§ **Set problem**
Every line from the one with "Target: black backpack" through the end of the records below should be restated word for word, and nothing outside that span.

§ **Records shown**

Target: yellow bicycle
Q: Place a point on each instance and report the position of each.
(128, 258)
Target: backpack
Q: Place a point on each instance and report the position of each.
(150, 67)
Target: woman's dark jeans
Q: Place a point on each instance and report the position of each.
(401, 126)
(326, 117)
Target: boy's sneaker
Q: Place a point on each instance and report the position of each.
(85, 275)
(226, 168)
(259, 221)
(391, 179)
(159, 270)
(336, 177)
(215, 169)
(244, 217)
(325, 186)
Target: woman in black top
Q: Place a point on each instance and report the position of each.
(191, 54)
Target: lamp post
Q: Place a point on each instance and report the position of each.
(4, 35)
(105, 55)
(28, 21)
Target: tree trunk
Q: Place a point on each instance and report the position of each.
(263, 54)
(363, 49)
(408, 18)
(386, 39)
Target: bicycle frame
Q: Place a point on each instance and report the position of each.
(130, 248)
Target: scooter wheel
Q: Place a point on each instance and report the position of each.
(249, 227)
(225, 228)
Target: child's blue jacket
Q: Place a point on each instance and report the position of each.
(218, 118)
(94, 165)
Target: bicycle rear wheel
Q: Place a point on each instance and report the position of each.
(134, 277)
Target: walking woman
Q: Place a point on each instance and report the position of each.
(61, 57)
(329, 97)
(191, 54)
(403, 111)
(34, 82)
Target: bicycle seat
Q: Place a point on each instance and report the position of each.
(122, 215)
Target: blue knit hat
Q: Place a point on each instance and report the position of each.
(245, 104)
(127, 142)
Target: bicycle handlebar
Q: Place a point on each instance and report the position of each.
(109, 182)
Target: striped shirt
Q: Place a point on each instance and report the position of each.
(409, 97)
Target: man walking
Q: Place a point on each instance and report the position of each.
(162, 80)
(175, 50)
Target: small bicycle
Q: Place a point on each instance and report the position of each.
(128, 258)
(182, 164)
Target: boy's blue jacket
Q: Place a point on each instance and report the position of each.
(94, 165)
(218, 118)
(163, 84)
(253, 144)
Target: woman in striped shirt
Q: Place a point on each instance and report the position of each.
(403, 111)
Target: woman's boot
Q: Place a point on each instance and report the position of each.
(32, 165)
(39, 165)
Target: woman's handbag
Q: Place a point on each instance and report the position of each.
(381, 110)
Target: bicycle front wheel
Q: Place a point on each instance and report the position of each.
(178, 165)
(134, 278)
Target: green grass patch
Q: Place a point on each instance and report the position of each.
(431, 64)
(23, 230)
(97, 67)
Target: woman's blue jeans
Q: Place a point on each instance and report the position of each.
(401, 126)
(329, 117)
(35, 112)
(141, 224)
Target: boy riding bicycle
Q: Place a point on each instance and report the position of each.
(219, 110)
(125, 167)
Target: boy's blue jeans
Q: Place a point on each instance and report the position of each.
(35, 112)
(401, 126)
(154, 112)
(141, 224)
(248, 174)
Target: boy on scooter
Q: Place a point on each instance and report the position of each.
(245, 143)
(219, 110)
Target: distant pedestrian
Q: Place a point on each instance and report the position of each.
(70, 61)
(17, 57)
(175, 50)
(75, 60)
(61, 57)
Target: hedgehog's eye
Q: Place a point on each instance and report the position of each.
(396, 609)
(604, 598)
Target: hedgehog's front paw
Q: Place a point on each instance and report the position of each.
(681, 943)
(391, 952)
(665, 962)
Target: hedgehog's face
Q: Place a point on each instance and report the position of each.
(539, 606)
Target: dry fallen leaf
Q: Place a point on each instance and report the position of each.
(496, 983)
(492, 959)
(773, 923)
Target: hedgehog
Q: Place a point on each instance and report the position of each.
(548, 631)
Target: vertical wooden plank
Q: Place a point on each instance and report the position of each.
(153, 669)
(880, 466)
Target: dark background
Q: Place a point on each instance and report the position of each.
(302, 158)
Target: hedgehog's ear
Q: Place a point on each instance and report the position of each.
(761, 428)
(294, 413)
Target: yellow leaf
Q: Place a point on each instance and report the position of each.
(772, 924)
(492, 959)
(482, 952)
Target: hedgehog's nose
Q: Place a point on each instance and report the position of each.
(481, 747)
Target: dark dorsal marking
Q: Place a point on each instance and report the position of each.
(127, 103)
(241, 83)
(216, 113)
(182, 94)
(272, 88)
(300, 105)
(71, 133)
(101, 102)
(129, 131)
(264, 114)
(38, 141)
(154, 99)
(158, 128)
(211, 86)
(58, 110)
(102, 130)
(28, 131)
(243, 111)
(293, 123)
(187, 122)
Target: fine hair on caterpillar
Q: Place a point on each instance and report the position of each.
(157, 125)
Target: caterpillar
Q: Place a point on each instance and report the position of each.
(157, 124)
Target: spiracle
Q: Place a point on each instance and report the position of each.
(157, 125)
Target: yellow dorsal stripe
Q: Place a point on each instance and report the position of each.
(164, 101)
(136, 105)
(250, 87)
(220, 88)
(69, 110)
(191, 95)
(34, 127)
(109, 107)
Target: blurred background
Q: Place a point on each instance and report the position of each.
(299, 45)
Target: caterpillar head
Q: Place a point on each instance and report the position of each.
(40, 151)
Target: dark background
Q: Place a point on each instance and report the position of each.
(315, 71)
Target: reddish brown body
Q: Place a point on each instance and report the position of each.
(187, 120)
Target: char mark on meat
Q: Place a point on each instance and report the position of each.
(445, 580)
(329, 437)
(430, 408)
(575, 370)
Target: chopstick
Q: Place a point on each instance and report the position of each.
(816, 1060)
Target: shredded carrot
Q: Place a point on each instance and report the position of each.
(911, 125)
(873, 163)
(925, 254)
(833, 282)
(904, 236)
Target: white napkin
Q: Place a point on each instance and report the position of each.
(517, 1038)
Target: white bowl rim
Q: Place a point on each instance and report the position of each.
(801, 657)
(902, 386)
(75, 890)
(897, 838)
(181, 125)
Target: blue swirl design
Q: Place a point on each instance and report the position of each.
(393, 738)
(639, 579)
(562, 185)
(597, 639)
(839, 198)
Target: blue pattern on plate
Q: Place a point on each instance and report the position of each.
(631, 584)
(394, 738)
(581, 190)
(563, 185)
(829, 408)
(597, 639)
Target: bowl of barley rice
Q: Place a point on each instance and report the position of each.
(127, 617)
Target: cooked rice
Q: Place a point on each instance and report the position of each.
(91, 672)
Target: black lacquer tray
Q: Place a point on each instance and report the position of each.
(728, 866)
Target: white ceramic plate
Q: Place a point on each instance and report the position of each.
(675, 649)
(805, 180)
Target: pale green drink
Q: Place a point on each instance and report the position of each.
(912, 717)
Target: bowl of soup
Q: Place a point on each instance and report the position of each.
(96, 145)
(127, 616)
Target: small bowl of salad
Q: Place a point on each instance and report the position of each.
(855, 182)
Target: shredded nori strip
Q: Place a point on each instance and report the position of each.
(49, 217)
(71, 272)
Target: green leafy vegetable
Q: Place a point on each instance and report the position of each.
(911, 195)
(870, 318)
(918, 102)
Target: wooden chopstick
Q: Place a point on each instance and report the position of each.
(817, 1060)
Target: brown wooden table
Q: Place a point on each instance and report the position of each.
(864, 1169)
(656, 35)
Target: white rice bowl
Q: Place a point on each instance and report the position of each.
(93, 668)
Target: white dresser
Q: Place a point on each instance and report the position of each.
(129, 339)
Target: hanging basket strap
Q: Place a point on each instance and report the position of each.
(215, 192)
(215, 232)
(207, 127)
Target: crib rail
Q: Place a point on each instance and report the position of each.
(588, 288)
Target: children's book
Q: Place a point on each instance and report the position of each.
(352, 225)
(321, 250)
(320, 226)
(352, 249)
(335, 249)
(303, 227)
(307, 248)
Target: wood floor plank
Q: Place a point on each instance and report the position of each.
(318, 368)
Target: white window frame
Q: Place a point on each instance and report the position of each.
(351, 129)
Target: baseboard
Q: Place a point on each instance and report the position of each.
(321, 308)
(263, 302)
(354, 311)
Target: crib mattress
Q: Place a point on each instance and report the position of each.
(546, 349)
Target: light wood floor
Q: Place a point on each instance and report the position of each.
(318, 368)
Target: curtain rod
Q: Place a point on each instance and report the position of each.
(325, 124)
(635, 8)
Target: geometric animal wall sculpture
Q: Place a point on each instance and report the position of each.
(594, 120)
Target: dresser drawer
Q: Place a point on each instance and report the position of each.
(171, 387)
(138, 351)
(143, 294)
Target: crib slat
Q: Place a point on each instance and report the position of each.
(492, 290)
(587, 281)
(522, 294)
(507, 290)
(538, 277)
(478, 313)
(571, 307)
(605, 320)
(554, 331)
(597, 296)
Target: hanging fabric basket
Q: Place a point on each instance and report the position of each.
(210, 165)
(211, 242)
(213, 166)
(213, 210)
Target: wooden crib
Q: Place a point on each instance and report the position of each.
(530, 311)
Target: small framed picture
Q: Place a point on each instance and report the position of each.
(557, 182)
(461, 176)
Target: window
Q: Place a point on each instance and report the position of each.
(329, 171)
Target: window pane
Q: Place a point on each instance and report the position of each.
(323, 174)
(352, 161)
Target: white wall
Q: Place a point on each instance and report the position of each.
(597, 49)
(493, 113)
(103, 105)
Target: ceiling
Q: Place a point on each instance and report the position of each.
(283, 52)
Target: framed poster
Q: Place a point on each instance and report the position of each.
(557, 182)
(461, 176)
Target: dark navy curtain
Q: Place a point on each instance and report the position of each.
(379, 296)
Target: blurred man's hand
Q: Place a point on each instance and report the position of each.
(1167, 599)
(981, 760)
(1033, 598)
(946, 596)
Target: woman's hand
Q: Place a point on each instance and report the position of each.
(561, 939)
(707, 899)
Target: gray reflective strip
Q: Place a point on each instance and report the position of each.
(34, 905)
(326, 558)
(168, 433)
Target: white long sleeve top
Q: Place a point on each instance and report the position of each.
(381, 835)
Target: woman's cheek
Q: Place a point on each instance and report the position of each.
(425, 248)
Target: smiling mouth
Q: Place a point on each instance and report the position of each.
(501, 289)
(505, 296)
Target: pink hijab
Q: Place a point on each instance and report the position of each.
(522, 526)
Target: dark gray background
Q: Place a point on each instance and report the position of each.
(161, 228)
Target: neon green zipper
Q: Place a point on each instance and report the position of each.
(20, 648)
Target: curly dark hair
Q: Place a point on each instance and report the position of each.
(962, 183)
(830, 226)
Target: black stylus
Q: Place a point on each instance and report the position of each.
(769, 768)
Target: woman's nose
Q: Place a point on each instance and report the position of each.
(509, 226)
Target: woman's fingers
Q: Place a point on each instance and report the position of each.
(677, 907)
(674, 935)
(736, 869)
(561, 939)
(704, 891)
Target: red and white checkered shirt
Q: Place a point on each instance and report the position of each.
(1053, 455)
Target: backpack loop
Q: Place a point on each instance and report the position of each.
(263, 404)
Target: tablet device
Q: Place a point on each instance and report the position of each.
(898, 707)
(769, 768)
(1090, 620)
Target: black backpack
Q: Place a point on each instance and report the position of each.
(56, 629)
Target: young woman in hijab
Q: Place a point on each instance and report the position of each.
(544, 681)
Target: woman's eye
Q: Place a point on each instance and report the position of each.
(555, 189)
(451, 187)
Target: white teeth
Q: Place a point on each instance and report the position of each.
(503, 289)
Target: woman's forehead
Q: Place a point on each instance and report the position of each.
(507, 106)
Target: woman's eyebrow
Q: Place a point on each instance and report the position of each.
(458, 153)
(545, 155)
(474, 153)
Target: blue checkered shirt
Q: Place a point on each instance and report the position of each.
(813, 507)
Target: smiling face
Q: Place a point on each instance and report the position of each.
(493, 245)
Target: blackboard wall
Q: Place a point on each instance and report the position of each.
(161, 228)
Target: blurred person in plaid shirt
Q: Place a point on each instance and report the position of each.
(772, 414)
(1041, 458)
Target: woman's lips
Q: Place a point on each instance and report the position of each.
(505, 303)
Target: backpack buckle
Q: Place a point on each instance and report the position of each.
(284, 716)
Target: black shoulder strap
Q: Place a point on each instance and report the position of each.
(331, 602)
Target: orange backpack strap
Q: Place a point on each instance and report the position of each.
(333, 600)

§ **Problem solution**
Target: black backpack
Q: Place a point on each instance and report the position of each.
(56, 629)
Target: young woman in hijab
Q: Place a point on each instance and report the position of each.
(544, 681)
Target: woman's eye
Q: Place a point on each instance and report the position of each.
(555, 189)
(451, 187)
Target: white teeth
Q: Place a point on each instance and report the position of each.
(503, 289)
Target: woman's forehead
Q: Place a point on each instance and report the position of each.
(507, 106)
Target: woman's eyebrow
Q: Place a point on each instance and report the position of each.
(458, 153)
(545, 155)
(474, 153)
Target: blue checkered shirt
Q: Place a point on each instance and report the position of each.
(813, 507)
Target: smiling face
Q: Place a point on each instance and report the position of each.
(493, 245)
Target: blackboard wall
Q: Place a point on each instance and report the position of each.
(161, 228)
Target: blurred person in plaid shirt
Q: Place a point on each instance and report the position of each.
(772, 414)
(1041, 458)
Target: woman's lips
Q: Place a point on each instance and report the position of each.
(505, 303)
Target: backpack buckle
Q: Place a point on each instance and report the position of each.
(284, 716)
Target: black shoulder strap
Q: Place a point on each instance and report the position of each.
(331, 602)
Target: orange backpack strap
Q: Place a point on each instance and report the position of each.
(333, 600)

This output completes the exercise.